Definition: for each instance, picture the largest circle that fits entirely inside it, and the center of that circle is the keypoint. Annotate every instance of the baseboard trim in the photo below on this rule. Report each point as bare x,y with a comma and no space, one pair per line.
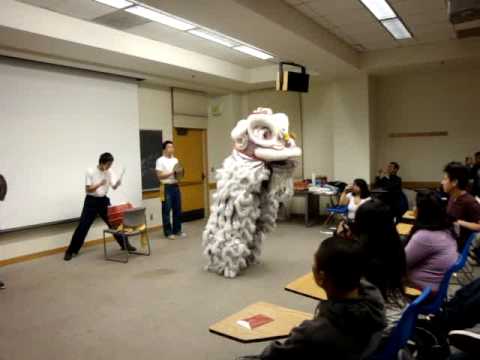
28,257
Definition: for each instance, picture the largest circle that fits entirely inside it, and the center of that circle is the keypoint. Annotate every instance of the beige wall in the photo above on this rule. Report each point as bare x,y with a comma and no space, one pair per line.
280,102
219,127
336,129
351,130
424,102
155,114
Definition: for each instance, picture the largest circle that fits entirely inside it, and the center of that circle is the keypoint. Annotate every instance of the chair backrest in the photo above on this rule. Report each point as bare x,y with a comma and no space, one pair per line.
462,260
402,332
134,217
434,306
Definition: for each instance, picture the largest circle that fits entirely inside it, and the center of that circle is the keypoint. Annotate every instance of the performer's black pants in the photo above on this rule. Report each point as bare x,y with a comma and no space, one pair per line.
92,207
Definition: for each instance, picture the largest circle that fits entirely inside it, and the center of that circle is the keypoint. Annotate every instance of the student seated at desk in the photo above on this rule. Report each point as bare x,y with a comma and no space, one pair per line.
431,248
374,228
346,326
354,196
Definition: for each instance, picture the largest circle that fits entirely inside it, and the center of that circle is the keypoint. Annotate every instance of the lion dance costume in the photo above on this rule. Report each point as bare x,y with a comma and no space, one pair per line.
251,184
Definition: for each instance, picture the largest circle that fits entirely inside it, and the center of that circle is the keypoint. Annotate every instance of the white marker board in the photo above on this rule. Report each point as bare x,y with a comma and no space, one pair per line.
54,124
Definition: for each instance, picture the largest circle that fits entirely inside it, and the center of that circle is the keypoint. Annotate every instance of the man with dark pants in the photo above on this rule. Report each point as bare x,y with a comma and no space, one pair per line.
97,183
3,193
462,206
171,201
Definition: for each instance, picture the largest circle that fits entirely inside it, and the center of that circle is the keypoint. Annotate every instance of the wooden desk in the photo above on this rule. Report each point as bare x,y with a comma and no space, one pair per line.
311,208
312,205
307,286
284,321
404,229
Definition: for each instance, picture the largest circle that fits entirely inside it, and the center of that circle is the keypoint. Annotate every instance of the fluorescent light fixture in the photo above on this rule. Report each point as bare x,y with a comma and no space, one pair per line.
160,18
380,9
212,37
119,4
397,29
253,52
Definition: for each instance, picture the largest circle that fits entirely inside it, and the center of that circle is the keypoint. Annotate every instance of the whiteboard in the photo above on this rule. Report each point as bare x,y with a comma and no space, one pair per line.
54,124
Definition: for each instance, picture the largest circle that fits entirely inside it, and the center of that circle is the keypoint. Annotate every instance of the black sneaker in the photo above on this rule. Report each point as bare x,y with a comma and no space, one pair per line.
467,340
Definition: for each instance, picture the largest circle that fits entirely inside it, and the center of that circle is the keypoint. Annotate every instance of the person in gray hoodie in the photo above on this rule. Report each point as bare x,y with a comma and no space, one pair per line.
349,324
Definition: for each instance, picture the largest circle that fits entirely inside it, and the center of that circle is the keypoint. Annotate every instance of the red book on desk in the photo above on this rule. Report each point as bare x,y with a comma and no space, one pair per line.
254,321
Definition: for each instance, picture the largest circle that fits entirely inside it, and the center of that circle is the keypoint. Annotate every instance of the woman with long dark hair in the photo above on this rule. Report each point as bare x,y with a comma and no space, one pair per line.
374,228
354,196
432,248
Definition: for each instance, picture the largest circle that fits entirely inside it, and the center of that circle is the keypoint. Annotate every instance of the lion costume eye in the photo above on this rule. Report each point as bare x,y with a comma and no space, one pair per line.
262,133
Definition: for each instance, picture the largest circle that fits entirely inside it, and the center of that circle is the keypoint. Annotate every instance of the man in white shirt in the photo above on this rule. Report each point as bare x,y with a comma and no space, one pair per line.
172,199
97,183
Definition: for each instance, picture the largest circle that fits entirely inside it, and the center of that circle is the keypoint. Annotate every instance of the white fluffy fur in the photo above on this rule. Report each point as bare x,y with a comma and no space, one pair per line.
244,209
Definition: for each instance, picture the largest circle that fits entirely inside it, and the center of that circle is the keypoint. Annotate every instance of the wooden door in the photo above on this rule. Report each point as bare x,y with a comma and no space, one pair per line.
________________________
**Activity**
Although the records contain pictures, the copy should hold only their text, reproduced exactly.

**Task result**
Definition: for each instance, picture the largest circle that fits entirely inside it, and the center of that circle is the keypoint. Annotate every instance of the baseboard trim in the photo below on this rule. Report each point as bare x,y with a comma and no space, one pair per line.
28,257
Definition: for each instance, picture the largest circle that fits entirely inside it, and the center of that circle is the keypoint. Annotate every instance of the beige wall in the photo above on this rule. Report each point as bare x,y with a comma and no space, one pair per line.
280,102
219,127
336,129
351,130
424,102
155,114
Definition: for each instance, picture the largest circle that fits entirely inside it, and the center of that circle is the keypoint. Annotate every instance of the chair backrest in the photo above on this rule. Report each point as bare x,y with a comma and no space, one pair per line.
462,260
402,332
134,217
434,306
Definition: for each instance, picture the largest circle that fits entirely inside it, and the center of that circle is the keypoint. Annotate every instance of the performer's black pants in the photo above on this rule. Report each point as bare x,y with a comma and no space, one pair per line.
92,207
Definition: for each instance, picture the largest circle that fits entirely inside it, and the center of that circle is the keypoint. Annotate every instance of the student seated at desk in the photo above on this rule. Report each point as bare x,y with a comma and no space, one pair per line.
431,248
374,228
346,326
354,196
Definition: for each instance, picture the largest circle that fits entirely inside it, and the center of that circle is the keypoint. Annotate every instance of the lion dance costume in the photo above on this rule. Report each point as bare x,y with a comma and no space, one pair per line.
251,184
Definition: for each instance, picture the largest circle that fits entirely inside it, and the center of that circle is the keypoint. Annotate every instance of the white marker board in the photo above on this rule. Report each point as bare x,y with a comma and no space, one pair per line.
54,124
Definition: for each instance, picture the largest circle that fits entirely inside it, and the center of that circle is the keypoint. Annotate every instance of the man with dark pants in the photo above on this rule. Report each point as bare x,y with a comma and no space, one pair per line.
97,183
3,193
462,206
171,201
Definition: for each instance, picture the largest circle that fits entirely inside it, and the center of that circle is the keypoint. Annotate every instance of the wooden desk in the photo above on this rule. Report each point as bare x,y with a comma and no space, one pair per line.
311,208
312,205
307,286
284,321
404,229
Definition: for each instance, picture the largest circle that fits entirely inside it, and the center of that circle is the keypoint. Annotate every instance of the fluorescent light fixture in the photo above on this rule. Report each point as bare x,y with a comma and no space, one pair per line.
160,18
380,9
212,37
119,4
397,29
253,52
Definition: for each instance, picture the largest circle that fits entirely inside it, and the center of that circle is the keypoint. Annotate every instance of the whiteboard in the photo above on this rule. Report each point as bare x,y with a comma and no space, one pair per line.
54,124
Definition: for each instance, picture the largest circle that fits entirely inside it, and the center of that circle is the keypoint. Annotate every instance of the black sneaker in the photo above on this rule. Report each point as bare x,y with a comma and no space, one pair per line.
467,340
Definition: for each instance, picture the largest circle that fits entirely inside it, and the center of that circle is the keypoint. Annotate every instance of the person in gray hoodie in the photo above on this rule. Report each point as bare x,y with a comma and no space, one pair per line.
349,324
Definition: for each instance, picture the largest circle that fits entirely inside it, and the center of that circle is the keypoint. Annotate every instance of the red book on desk in the photo above on this rule. Report each point as bare x,y with a comma and no space, one pair per line.
254,321
Definition: for each instance, picture the largest circle that fits entirely inside it, and the center of that circle is the keypoint. Annotate every instance of the woman with long dark hair in the photo above on this rule. Report each point as bare x,y with a comma and no space, one pair per line.
374,228
354,196
432,248
Definition: for each instance, picture the largest circle that fits entirely inside it, and the center of that circle is the keypoint. Annotate every instance of the lion costume eye in the photo above on this rule. Report each point as bare x,y with a comma and no space, one pair per line.
262,133
Definition: for each instance, picture the largest circle that fits entirely inside it, and the center of that circle is the keypoint. Annotate every instance of the man in white shirt in the photo above on this rule. Report each point as bare x,y with a comma and no space, one pair per line.
172,199
97,183
Definition: for each instance, picture the largest circle that fits entirely inside it, and the center of that circle is the keypoint. Annotate every instance of the white fluffy fur in the photo above on this rule. Report each point as bare x,y with a comma and no space, one pair per line.
244,209
Definition: for each instance, picture the largest circle that fits entirely inside it, and the center of that circle is the keypoint. Annotate every instance of the wooden door in the photo above on this rule. Report each point as bare x,y with a comma and no space, one pair per line.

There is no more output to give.